EXERCISE GOAL -
Answer these questions about the court opinion below.
1. What decision did the reviewing court in Dawn H. affirm?
2. According to the court opinion, what have the respondents failed to indicate?
3. Which case decided in 1982 does the court opinion cite?

DOCUMENT -
________

The reviewing court in Dawn H. affirmed the trial court's decision to terminate the father's parental rights. Dawn H., 281 Ill. App. 3d at 753. After reviewing the evidence available in the record, including the testimony of various social workers, the court ruled that the termination decision would not have been different even if the verbatim transcripts had been available or if the father's proposed bystander's report had been accepted and certified. Dawn H., 281 Ill. App. 3d at 758. The court noted that the available evidence clearly supported the trial court's findings that the father had failed to maintain a sufficient degree of interest in the minor child, to visit the child on a regular basis, and to follow the service plan and communicate with DCFS. Dawn H., 281 Ill. App. 3d at 756-58.
Turning to the instant case, the respondents have failed to indicate how they were prejudiced by their trial counsel's failure to obtain verbatim transcripts. Indeed, the respondents have not alleged the existence of any reversible error that might have been revealed by such transcripts. Absent such a threshold showing of prejudice, the respondents cannot prevail on their claim of ineffective assistance of counsel. See People v. Mays, 91 Ill. 2d 251, 259 (1982); Berger, 109 Ill. App. 3d at 1064; Malley, 103 Ill. App. 3d at 536-37. For this same reason, we cannot say that the respondents have been deprived of the hearing and appeal guarantees provided under the Act (705 ILCS 405/1--5(1),(3) (West 1996)).

________

DATASET EXTRACT -
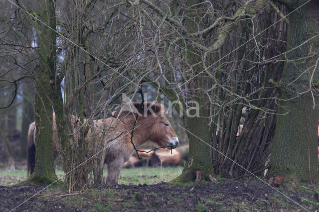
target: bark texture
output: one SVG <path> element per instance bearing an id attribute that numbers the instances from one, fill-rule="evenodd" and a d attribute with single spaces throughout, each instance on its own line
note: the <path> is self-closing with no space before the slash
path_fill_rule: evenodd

________

EXERCISE RESPONSE -
1. The trial court's decision to terminate the father's parental rights.
2. How they were prejudiced by their trial counsel's failure to obtain verbatim transcripts.
3. People v. Mays, 91 Ill. 2d 251 (1982).